==== The data ====

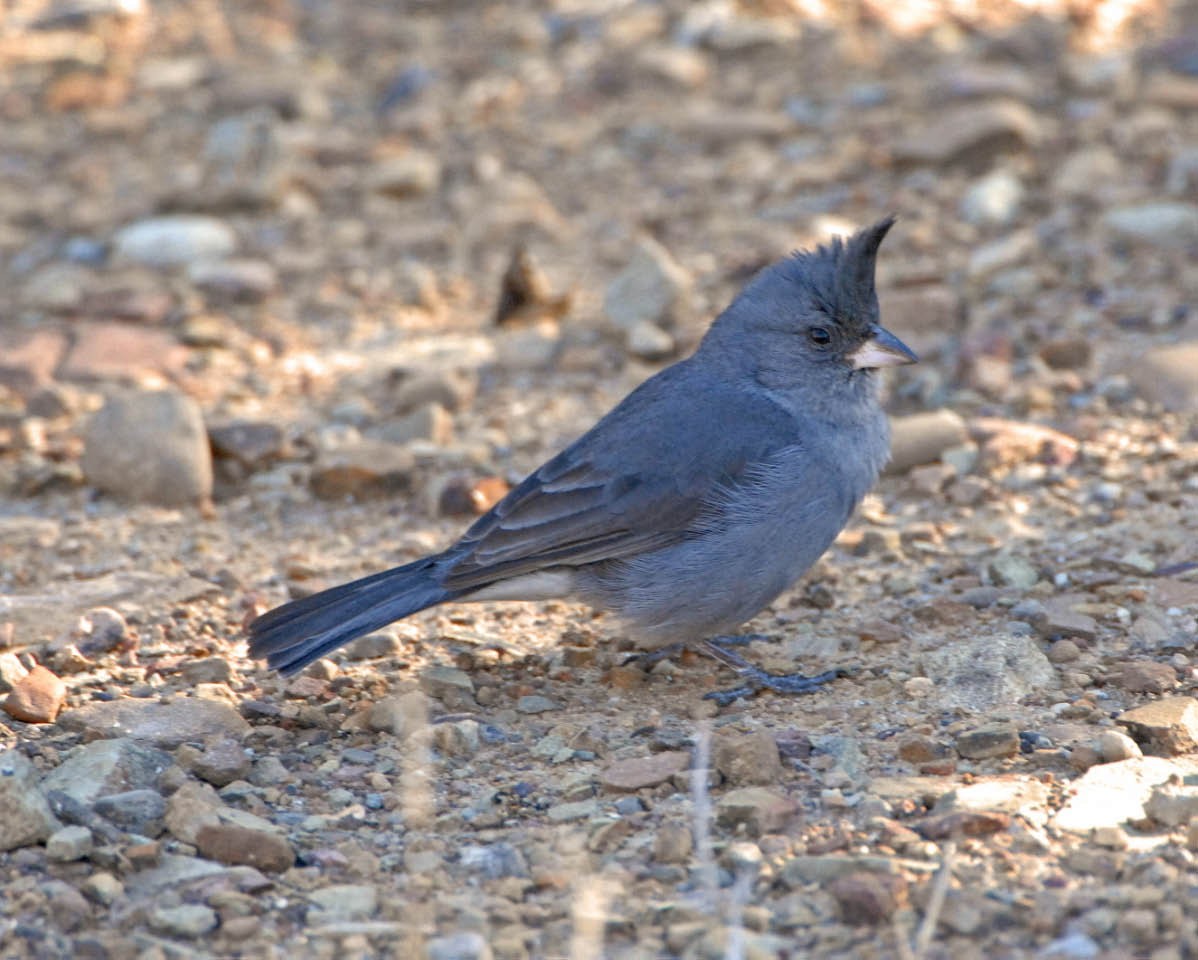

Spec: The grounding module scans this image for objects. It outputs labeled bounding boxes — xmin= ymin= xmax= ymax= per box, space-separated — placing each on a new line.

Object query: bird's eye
xmin=808 ymin=327 xmax=831 ymax=346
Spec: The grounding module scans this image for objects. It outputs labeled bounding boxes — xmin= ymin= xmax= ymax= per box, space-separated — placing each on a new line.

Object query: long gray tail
xmin=248 ymin=557 xmax=454 ymax=675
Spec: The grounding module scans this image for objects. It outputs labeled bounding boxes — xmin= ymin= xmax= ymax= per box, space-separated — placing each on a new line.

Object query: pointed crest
xmin=835 ymin=215 xmax=894 ymax=307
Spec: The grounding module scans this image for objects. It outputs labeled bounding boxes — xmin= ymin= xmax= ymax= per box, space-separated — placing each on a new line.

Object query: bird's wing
xmin=439 ymin=364 xmax=798 ymax=591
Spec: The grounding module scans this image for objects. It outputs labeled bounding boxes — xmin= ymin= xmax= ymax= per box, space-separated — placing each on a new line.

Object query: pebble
xmin=114 ymin=215 xmax=237 ymax=267
xmin=419 ymin=665 xmax=476 ymax=710
xmin=515 ymin=694 xmax=558 ymax=714
xmin=73 ymin=607 xmax=128 ymax=656
xmin=603 ymin=235 xmax=691 ymax=331
xmin=625 ymin=320 xmax=675 ymax=361
xmin=378 ymin=402 xmax=454 ymax=446
xmin=1126 ymin=343 xmax=1198 ymax=412
xmin=959 ymin=169 xmax=1024 ymax=227
xmin=892 ymin=101 xmax=1040 ymax=169
xmin=829 ymin=871 xmax=908 ymax=924
xmin=188 ymin=258 xmax=278 ymax=302
xmin=3 ymin=664 xmax=67 ymax=723
xmin=715 ymin=787 xmax=795 ymax=836
xmin=1103 ymin=203 xmax=1198 ymax=248
xmin=208 ymin=420 xmax=286 ymax=470
xmin=955 ymin=724 xmax=1020 ymax=760
xmin=653 ymin=822 xmax=693 ymax=864
xmin=93 ymin=789 xmax=167 ymax=837
xmin=1117 ymin=698 xmax=1198 ymax=756
xmin=1052 ymin=146 xmax=1119 ymax=197
xmin=713 ymin=729 xmax=783 ymax=785
xmin=310 ymin=438 xmax=416 ymax=500
xmin=459 ymin=842 xmax=528 ymax=879
xmin=149 ymin=904 xmax=219 ymax=938
xmin=81 ymin=389 xmax=213 ymax=506
xmin=195 ymin=821 xmax=296 ymax=873
xmin=1098 ymin=730 xmax=1143 ymax=763
xmin=921 ymin=631 xmax=1055 ymax=712
xmin=988 ymin=552 xmax=1039 ymax=590
xmin=600 ymin=751 xmax=690 ymax=792
xmin=367 ymin=151 xmax=442 ymax=198
xmin=1119 ymin=661 xmax=1177 ymax=694
xmin=0 ymin=653 xmax=29 ymax=693
xmin=1144 ymin=783 xmax=1198 ymax=827
xmin=391 ymin=369 xmax=476 ymax=415
xmin=190 ymin=736 xmax=252 ymax=787
xmin=886 ymin=409 xmax=968 ymax=474
xmin=426 ymin=932 xmax=494 ymax=960
xmin=307 ymin=883 xmax=379 ymax=921
xmin=41 ymin=738 xmax=173 ymax=805
xmin=46 ymin=825 xmax=94 ymax=862
xmin=346 ymin=630 xmax=403 ymax=660
xmin=58 ymin=697 xmax=249 ymax=749
xmin=81 ymin=872 xmax=124 ymax=906
xmin=0 ymin=747 xmax=58 ymax=853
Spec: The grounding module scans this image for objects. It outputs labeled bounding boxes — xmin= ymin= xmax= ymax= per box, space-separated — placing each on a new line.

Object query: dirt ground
xmin=2 ymin=1 xmax=1198 ymax=958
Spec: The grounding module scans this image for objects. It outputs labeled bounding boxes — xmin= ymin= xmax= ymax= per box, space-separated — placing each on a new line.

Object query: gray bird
xmin=249 ymin=218 xmax=917 ymax=703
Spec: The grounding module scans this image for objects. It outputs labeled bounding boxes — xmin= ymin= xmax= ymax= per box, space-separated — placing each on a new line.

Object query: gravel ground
xmin=2 ymin=1 xmax=1198 ymax=958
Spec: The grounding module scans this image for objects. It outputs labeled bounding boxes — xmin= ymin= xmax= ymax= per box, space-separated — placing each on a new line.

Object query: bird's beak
xmin=847 ymin=326 xmax=919 ymax=370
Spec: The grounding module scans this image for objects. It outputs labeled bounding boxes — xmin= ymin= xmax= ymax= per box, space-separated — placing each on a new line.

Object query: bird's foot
xmin=698 ymin=638 xmax=850 ymax=707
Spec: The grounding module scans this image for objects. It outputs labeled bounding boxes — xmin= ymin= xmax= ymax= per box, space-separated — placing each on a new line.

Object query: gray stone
xmin=1098 ymin=729 xmax=1142 ymax=763
xmin=93 ymin=789 xmax=167 ymax=836
xmin=346 ymin=630 xmax=404 ymax=660
xmin=307 ymin=883 xmax=379 ymax=921
xmin=1145 ymin=783 xmax=1198 ymax=827
xmin=516 ymin=695 xmax=558 ymax=714
xmin=149 ymin=904 xmax=219 ymax=938
xmin=919 ymin=631 xmax=1056 ymax=712
xmin=625 ymin=321 xmax=675 ymax=361
xmin=893 ymin=101 xmax=1040 ymax=169
xmin=368 ymin=152 xmax=441 ymax=198
xmin=58 ymin=698 xmax=249 ymax=749
xmin=114 ymin=215 xmax=237 ymax=267
xmin=310 ymin=438 xmax=416 ymax=501
xmin=988 ymin=553 xmax=1039 ymax=590
xmin=1126 ymin=343 xmax=1198 ymax=412
xmin=603 ymin=235 xmax=691 ymax=331
xmin=427 ymin=932 xmax=494 ymax=960
xmin=188 ymin=258 xmax=278 ymax=302
xmin=955 ymin=724 xmax=1021 ymax=760
xmin=714 ymin=729 xmax=783 ymax=786
xmin=886 ymin=409 xmax=969 ymax=474
xmin=46 ymin=825 xmax=94 ymax=861
xmin=41 ymin=738 xmax=173 ymax=805
xmin=1053 ymin=147 xmax=1119 ymax=198
xmin=419 ymin=665 xmax=476 ymax=709
xmin=0 ymin=750 xmax=59 ymax=851
xmin=0 ymin=651 xmax=29 ymax=693
xmin=376 ymin=403 xmax=454 ymax=446
xmin=82 ymin=389 xmax=213 ymax=506
xmin=1104 ymin=203 xmax=1198 ymax=248
xmin=459 ymin=842 xmax=529 ymax=879
xmin=1117 ymin=697 xmax=1198 ymax=755
xmin=959 ymin=169 xmax=1024 ymax=227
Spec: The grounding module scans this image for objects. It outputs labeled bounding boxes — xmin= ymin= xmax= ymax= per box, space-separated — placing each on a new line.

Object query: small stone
xmin=427 ymin=932 xmax=494 ymax=960
xmin=1039 ymin=338 xmax=1092 ymax=371
xmin=1098 ymin=730 xmax=1142 ymax=763
xmin=1127 ymin=343 xmax=1198 ymax=413
xmin=1035 ymin=603 xmax=1099 ymax=642
xmin=0 ymin=652 xmax=29 ymax=693
xmin=829 ymin=871 xmax=908 ymax=924
xmin=74 ymin=607 xmax=128 ymax=656
xmin=61 ymin=322 xmax=190 ymax=383
xmin=46 ymin=825 xmax=93 ymax=862
xmin=3 ymin=665 xmax=66 ymax=723
xmin=713 ymin=730 xmax=783 ymax=785
xmin=959 ymin=169 xmax=1023 ymax=227
xmin=459 ymin=842 xmax=528 ymax=879
xmin=1047 ymin=639 xmax=1081 ymax=663
xmin=897 ymin=735 xmax=948 ymax=764
xmin=625 ymin=321 xmax=675 ymax=361
xmin=1119 ymin=661 xmax=1176 ymax=694
xmin=601 ymin=751 xmax=690 ymax=792
xmin=955 ymin=724 xmax=1020 ymax=760
xmin=1104 ymin=203 xmax=1198 ymax=249
xmin=1117 ymin=698 xmax=1198 ymax=756
xmin=310 ymin=439 xmax=415 ymax=500
xmin=653 ymin=822 xmax=693 ymax=864
xmin=364 ymin=692 xmax=430 ymax=737
xmin=916 ymin=810 xmax=1011 ymax=839
xmin=191 ymin=736 xmax=251 ymax=787
xmin=391 ymin=369 xmax=476 ymax=415
xmin=307 ymin=883 xmax=379 ymax=921
xmin=433 ymin=719 xmax=480 ymax=757
xmin=208 ymin=420 xmax=286 ymax=469
xmin=149 ymin=904 xmax=219 ymax=938
xmin=988 ymin=553 xmax=1039 ymax=590
xmin=378 ymin=403 xmax=454 ymax=446
xmin=892 ymin=100 xmax=1040 ymax=169
xmin=58 ymin=697 xmax=249 ymax=749
xmin=515 ymin=695 xmax=558 ymax=714
xmin=82 ymin=872 xmax=124 ymax=906
xmin=93 ymin=789 xmax=167 ymax=837
xmin=346 ymin=630 xmax=403 ymax=660
xmin=188 ymin=258 xmax=277 ymax=302
xmin=0 ymin=747 xmax=58 ymax=848
xmin=715 ymin=787 xmax=795 ymax=836
xmin=195 ymin=821 xmax=295 ymax=873
xmin=886 ymin=409 xmax=969 ymax=474
xmin=603 ymin=235 xmax=691 ymax=331
xmin=921 ymin=631 xmax=1055 ymax=712
xmin=42 ymin=738 xmax=173 ymax=805
xmin=82 ymin=389 xmax=212 ymax=506
xmin=419 ymin=665 xmax=476 ymax=710
xmin=435 ymin=475 xmax=511 ymax=517
xmin=1053 ymin=146 xmax=1120 ymax=198
xmin=368 ymin=152 xmax=441 ymax=198
xmin=114 ymin=216 xmax=237 ymax=267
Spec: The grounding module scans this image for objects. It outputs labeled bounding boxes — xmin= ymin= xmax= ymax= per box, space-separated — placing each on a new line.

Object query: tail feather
xmin=249 ymin=557 xmax=453 ymax=675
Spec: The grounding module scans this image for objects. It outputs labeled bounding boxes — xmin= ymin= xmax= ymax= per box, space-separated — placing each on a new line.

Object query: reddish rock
xmin=1117 ymin=698 xmax=1198 ymax=756
xmin=830 ymin=871 xmax=909 ymax=924
xmin=3 ymin=666 xmax=67 ymax=723
xmin=1119 ymin=661 xmax=1177 ymax=695
xmin=195 ymin=822 xmax=295 ymax=873
xmin=916 ymin=810 xmax=1012 ymax=840
xmin=601 ymin=751 xmax=690 ymax=792
xmin=60 ymin=323 xmax=190 ymax=383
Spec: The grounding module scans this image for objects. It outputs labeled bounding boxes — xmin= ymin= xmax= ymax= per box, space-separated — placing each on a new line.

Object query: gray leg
xmin=698 ymin=638 xmax=850 ymax=706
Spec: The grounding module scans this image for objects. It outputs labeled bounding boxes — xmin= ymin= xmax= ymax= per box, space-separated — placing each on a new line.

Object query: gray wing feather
xmin=439 ymin=362 xmax=799 ymax=591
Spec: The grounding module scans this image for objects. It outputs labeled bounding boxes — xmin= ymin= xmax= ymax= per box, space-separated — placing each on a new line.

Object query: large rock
xmin=58 ymin=698 xmax=248 ymax=749
xmin=114 ymin=215 xmax=237 ymax=267
xmin=0 ymin=749 xmax=59 ymax=851
xmin=82 ymin=389 xmax=213 ymax=506
xmin=1053 ymin=757 xmax=1198 ymax=833
xmin=41 ymin=738 xmax=173 ymax=805
xmin=918 ymin=630 xmax=1056 ymax=712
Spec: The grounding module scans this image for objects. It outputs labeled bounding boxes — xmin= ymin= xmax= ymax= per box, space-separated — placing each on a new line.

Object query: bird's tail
xmin=248 ymin=557 xmax=453 ymax=675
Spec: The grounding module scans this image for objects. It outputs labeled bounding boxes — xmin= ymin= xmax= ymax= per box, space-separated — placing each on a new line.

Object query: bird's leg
xmin=623 ymin=633 xmax=770 ymax=668
xmin=698 ymin=638 xmax=849 ymax=707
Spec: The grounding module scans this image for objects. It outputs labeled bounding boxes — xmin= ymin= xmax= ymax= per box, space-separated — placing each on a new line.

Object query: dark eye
xmin=808 ymin=327 xmax=831 ymax=346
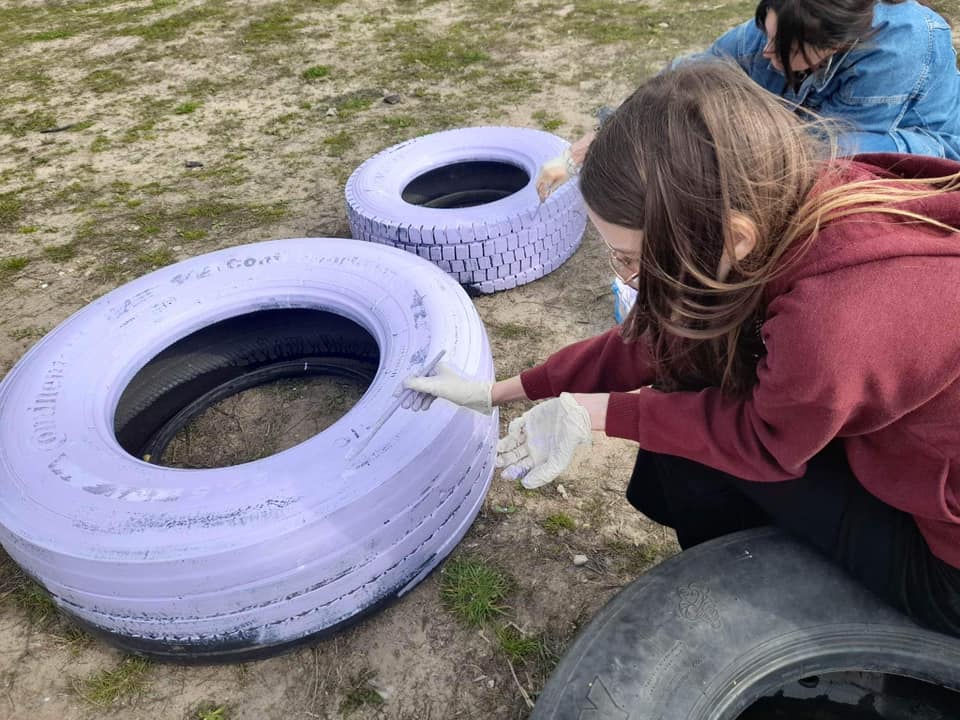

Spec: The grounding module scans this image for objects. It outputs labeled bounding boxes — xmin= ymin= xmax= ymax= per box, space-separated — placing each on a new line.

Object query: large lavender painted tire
xmin=0 ymin=237 xmax=497 ymax=661
xmin=345 ymin=126 xmax=587 ymax=294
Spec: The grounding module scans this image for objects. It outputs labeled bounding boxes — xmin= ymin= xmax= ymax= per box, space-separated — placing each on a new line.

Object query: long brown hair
xmin=580 ymin=61 xmax=960 ymax=396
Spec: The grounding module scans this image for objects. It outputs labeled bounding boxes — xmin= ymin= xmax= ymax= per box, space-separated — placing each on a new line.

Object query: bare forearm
xmin=572 ymin=393 xmax=609 ymax=432
xmin=491 ymin=375 xmax=528 ymax=405
xmin=493 ymin=379 xmax=611 ymax=432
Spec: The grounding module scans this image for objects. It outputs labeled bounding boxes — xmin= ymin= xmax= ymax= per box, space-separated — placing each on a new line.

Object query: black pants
xmin=626 ymin=444 xmax=960 ymax=637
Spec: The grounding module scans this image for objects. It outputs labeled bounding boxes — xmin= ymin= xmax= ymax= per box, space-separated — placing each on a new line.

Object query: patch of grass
xmin=323 ymin=131 xmax=354 ymax=157
xmin=514 ymin=479 xmax=539 ymax=498
xmin=119 ymin=95 xmax=168 ymax=144
xmin=18 ymin=225 xmax=39 ymax=233
xmin=31 ymin=29 xmax=73 ymax=41
xmin=377 ymin=20 xmax=490 ymax=79
xmin=137 ymin=248 xmax=175 ymax=268
xmin=121 ymin=118 xmax=158 ymax=144
xmin=382 ymin=115 xmax=415 ymax=129
xmin=302 ymin=64 xmax=330 ymax=80
xmin=53 ymin=622 xmax=95 ymax=656
xmin=174 ymin=101 xmax=202 ymax=115
xmin=74 ymin=656 xmax=151 ymax=707
xmin=177 ymin=228 xmax=207 ymax=242
xmin=605 ymin=538 xmax=669 ymax=575
xmin=183 ymin=78 xmax=223 ymax=98
xmin=400 ymin=38 xmax=488 ymax=73
xmin=0 ymin=192 xmax=23 ymax=228
xmin=0 ymin=256 xmax=30 ymax=275
xmin=582 ymin=493 xmax=608 ymax=528
xmin=70 ymin=119 xmax=95 ymax=132
xmin=196 ymin=703 xmax=229 ymax=720
xmin=93 ymin=261 xmax=125 ymax=283
xmin=9 ymin=326 xmax=48 ymax=341
xmin=83 ymin=69 xmax=127 ymax=94
xmin=440 ymin=555 xmax=512 ymax=626
xmin=543 ymin=512 xmax=576 ymax=535
xmin=496 ymin=624 xmax=547 ymax=665
xmin=561 ymin=0 xmax=753 ymax=47
xmin=1 ymin=108 xmax=58 ymax=136
xmin=43 ymin=243 xmax=77 ymax=262
xmin=11 ymin=579 xmax=57 ymax=625
xmin=499 ymin=70 xmax=542 ymax=94
xmin=243 ymin=9 xmax=302 ymax=45
xmin=533 ymin=110 xmax=563 ymax=132
xmin=338 ymin=95 xmax=373 ymax=115
xmin=126 ymin=6 xmax=219 ymax=42
xmin=492 ymin=321 xmax=529 ymax=339
xmin=339 ymin=669 xmax=384 ymax=716
xmin=91 ymin=134 xmax=111 ymax=153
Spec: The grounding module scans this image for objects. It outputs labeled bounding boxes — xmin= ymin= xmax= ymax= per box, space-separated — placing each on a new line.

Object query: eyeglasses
xmin=600 ymin=236 xmax=640 ymax=289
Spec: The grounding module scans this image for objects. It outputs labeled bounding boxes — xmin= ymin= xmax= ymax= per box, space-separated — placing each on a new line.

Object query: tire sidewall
xmin=0 ymin=237 xmax=496 ymax=648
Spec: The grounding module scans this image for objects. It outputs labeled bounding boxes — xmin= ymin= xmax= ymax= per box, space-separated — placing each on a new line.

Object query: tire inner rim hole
xmin=401 ymin=160 xmax=530 ymax=209
xmin=113 ymin=309 xmax=380 ymax=468
xmin=738 ymin=671 xmax=960 ymax=719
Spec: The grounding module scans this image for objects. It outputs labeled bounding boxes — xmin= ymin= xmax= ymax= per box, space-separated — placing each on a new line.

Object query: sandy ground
xmin=1 ymin=1 xmax=959 ymax=719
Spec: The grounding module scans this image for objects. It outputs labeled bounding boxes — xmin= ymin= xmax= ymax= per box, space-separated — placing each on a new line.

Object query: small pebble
xmin=325 ymin=107 xmax=337 ymax=117
xmin=557 ymin=483 xmax=568 ymax=499
xmin=383 ymin=93 xmax=402 ymax=104
xmin=184 ymin=160 xmax=204 ymax=169
xmin=573 ymin=554 xmax=588 ymax=566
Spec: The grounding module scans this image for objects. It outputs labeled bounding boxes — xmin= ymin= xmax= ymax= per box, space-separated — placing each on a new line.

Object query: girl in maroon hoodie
xmin=407 ymin=61 xmax=960 ymax=635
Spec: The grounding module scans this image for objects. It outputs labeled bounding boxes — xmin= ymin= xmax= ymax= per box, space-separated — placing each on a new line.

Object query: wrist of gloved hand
xmin=561 ymin=147 xmax=581 ymax=177
xmin=403 ymin=362 xmax=494 ymax=414
xmin=496 ymin=392 xmax=592 ymax=489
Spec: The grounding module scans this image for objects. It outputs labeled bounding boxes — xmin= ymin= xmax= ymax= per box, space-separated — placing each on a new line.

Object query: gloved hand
xmin=535 ymin=132 xmax=595 ymax=201
xmin=496 ymin=392 xmax=592 ymax=489
xmin=403 ymin=361 xmax=494 ymax=414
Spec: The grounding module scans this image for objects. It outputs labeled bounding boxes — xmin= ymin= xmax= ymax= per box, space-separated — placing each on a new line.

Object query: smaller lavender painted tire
xmin=0 ymin=238 xmax=497 ymax=661
xmin=345 ymin=127 xmax=587 ymax=293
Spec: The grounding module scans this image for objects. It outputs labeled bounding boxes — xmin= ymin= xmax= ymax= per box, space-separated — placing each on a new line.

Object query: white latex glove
xmin=496 ymin=392 xmax=592 ymax=489
xmin=535 ymin=132 xmax=595 ymax=202
xmin=403 ymin=361 xmax=494 ymax=414
xmin=535 ymin=152 xmax=571 ymax=202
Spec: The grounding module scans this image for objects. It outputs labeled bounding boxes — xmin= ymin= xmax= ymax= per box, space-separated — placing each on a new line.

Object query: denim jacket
xmin=706 ymin=0 xmax=960 ymax=160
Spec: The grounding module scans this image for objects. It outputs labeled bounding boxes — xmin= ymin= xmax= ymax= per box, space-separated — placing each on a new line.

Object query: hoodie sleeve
xmin=604 ymin=264 xmax=960 ymax=481
xmin=520 ymin=328 xmax=656 ymax=401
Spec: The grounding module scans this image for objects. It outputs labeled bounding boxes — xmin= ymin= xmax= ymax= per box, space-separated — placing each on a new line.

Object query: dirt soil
xmin=1 ymin=1 xmax=959 ymax=719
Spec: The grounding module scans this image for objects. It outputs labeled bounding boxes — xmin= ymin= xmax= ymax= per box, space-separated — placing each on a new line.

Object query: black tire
xmin=532 ymin=527 xmax=960 ymax=719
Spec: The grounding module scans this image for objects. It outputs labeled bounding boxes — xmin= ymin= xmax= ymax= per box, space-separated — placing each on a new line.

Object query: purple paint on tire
xmin=0 ymin=238 xmax=497 ymax=661
xmin=345 ymin=127 xmax=587 ymax=293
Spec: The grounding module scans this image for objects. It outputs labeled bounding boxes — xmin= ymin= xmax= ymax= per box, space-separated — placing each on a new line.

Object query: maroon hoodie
xmin=521 ymin=154 xmax=960 ymax=568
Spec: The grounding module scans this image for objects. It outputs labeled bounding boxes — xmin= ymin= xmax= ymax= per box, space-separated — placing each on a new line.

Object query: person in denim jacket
xmin=712 ymin=0 xmax=960 ymax=159
xmin=537 ymin=0 xmax=960 ymax=200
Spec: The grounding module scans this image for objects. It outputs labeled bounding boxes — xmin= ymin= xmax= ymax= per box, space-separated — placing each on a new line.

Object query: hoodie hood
xmin=770 ymin=153 xmax=960 ymax=296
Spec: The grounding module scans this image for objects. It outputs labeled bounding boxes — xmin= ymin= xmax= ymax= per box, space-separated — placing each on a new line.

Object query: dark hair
xmin=754 ymin=0 xmax=905 ymax=89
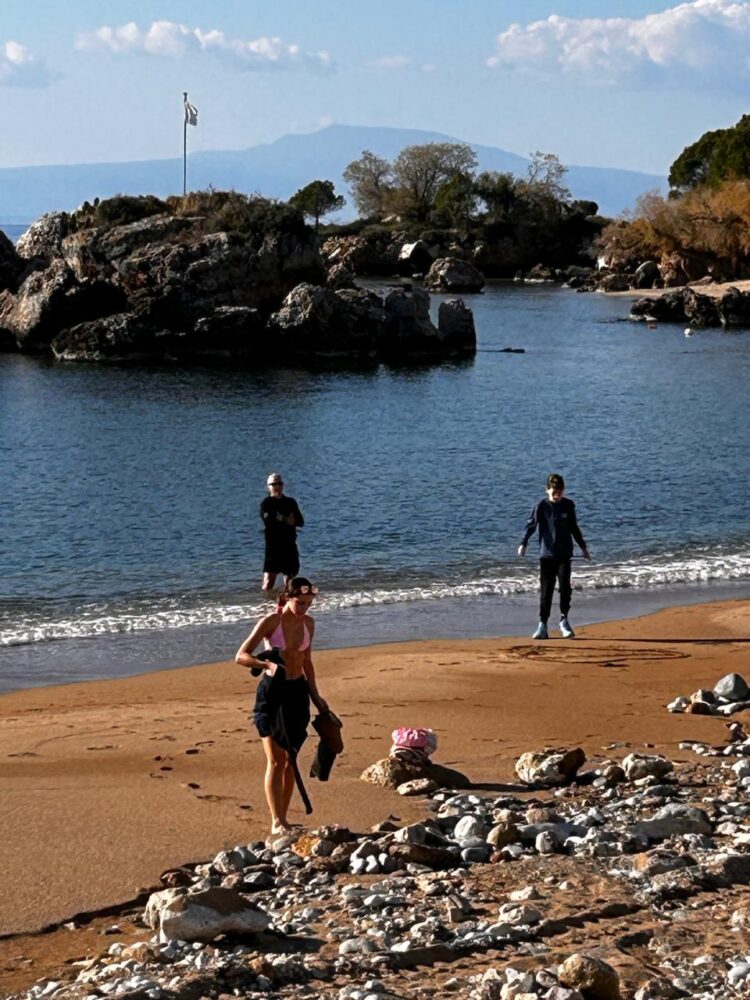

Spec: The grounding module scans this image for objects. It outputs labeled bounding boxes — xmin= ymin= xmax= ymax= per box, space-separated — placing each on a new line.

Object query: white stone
xmin=144 ymin=887 xmax=270 ymax=943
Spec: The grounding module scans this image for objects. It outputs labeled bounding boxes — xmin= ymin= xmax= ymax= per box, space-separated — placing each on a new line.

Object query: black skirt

====

I would like you to retype exactly the lines running from the one containing "Object query: dark hair" to the last line of the entries, both included, leaving all pictures out.

Object query: dark hair
xmin=754 ymin=0 xmax=905 ymax=89

Spec: The grounding module scans this image for objects. It outputs labeled bounding boxes — xmin= ymin= xmax= ymax= per box, space-separated — placing each on a new line.

Object query: white stone
xmin=144 ymin=887 xmax=270 ymax=943
Spec: The grounding module scans this image for objects. It outputs labeled bounding boxes — xmin= ymin= xmax= ymax= per box, space-separated — placing each on a new line.

Object query: black skirt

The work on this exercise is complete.